Problem requirements:
Find every line in the entries below that contains the word "snow", and copy each one. Treat capital and lowercase letters as different.

━━━ Provided data ━━━

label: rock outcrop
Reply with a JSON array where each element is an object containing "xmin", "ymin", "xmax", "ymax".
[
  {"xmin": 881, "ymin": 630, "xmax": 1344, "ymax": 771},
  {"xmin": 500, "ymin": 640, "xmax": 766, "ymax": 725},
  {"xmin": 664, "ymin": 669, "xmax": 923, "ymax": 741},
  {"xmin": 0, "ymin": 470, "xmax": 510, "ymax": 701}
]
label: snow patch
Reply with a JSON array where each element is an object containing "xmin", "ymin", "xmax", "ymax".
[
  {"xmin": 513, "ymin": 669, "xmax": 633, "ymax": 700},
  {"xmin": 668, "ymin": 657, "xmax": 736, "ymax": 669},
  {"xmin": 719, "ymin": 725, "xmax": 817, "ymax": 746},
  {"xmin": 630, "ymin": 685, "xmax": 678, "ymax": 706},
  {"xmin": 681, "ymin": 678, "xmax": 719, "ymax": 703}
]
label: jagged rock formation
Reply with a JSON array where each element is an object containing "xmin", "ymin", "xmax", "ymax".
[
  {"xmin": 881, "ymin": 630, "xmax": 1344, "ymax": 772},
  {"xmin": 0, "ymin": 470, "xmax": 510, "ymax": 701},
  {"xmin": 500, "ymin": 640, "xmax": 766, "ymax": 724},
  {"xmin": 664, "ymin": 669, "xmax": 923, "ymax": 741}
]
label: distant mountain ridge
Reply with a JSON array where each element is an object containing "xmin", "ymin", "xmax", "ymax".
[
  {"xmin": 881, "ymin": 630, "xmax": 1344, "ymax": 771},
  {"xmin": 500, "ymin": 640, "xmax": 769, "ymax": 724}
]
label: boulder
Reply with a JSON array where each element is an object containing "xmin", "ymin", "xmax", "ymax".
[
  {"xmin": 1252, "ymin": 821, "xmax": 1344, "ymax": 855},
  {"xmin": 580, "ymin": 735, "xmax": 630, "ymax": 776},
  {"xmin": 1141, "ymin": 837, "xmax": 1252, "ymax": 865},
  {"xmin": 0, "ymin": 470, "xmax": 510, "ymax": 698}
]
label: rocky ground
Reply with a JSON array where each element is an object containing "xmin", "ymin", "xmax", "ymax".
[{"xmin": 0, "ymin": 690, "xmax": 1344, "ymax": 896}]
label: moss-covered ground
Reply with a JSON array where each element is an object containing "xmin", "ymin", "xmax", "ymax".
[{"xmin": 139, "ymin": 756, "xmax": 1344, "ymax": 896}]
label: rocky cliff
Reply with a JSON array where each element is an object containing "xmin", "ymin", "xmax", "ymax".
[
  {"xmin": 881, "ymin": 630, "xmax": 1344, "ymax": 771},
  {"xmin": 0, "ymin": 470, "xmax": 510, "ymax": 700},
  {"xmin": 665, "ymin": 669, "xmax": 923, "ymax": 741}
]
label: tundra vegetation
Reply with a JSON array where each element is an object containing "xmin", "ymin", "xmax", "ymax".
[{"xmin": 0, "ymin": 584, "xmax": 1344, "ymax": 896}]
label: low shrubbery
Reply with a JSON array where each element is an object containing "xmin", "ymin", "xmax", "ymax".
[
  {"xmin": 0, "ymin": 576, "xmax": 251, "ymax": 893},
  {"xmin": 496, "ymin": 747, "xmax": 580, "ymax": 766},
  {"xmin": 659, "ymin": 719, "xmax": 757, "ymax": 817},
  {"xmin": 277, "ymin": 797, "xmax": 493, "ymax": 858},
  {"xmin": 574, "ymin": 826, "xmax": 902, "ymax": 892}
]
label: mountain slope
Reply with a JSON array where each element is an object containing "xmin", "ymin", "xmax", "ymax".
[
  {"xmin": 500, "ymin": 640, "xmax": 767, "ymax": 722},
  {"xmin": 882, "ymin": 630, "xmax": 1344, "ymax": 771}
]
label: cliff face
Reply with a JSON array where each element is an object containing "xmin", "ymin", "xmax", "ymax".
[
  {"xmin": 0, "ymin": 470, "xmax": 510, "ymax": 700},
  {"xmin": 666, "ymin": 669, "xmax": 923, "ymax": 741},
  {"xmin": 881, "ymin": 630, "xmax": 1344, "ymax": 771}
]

━━━
━━━ Provided data ━━━

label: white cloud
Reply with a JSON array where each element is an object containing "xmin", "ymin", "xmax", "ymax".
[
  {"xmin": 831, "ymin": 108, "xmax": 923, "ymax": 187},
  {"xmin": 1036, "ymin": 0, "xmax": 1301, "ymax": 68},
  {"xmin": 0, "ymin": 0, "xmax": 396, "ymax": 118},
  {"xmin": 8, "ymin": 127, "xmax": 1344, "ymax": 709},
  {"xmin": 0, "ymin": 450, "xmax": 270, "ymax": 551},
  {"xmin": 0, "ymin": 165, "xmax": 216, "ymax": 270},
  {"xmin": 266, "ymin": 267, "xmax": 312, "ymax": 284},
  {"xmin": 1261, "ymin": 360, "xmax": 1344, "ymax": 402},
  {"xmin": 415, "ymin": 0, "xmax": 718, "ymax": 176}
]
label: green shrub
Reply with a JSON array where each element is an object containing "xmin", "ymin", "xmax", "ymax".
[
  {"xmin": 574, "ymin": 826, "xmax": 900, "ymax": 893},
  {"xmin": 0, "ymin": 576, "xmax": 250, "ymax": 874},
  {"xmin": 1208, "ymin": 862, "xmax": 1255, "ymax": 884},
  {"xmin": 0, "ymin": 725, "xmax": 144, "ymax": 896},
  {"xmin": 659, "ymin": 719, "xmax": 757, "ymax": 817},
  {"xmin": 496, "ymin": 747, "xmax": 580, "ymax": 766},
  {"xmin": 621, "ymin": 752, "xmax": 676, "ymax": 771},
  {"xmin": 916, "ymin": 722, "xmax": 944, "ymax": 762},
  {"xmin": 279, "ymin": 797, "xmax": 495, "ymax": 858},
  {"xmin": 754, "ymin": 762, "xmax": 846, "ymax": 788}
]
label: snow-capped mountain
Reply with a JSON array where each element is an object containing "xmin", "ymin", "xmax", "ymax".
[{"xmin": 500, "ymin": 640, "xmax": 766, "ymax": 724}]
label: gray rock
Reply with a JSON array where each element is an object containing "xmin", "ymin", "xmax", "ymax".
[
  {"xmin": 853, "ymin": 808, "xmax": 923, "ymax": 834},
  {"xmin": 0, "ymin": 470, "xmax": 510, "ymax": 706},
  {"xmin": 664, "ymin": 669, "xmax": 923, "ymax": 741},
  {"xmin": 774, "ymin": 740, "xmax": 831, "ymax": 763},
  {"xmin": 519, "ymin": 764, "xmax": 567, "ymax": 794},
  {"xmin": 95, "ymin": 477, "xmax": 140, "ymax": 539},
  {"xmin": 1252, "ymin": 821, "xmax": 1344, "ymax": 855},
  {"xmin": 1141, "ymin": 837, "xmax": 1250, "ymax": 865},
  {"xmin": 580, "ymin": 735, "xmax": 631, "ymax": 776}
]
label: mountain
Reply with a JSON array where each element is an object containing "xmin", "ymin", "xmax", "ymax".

━━━

The response:
label: snow patch
label: snow-capped mountain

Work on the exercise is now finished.